- Entries shown
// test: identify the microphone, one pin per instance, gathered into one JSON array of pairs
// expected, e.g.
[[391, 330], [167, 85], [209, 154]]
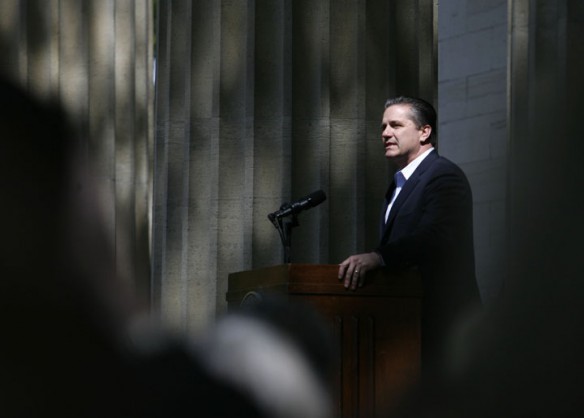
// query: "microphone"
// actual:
[[307, 202]]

- Task to carry out
Put the lines of the listing above into a numbered list, leaving out blank lines and the pictures.

- Correct response
1. // test: identify the microphone, one pin per instance, gathered into one JSON array of pairs
2. // expected, e.g.
3. [[391, 330], [167, 85], [209, 154]]
4. // query: "microphone"
5. // actual:
6. [[307, 202]]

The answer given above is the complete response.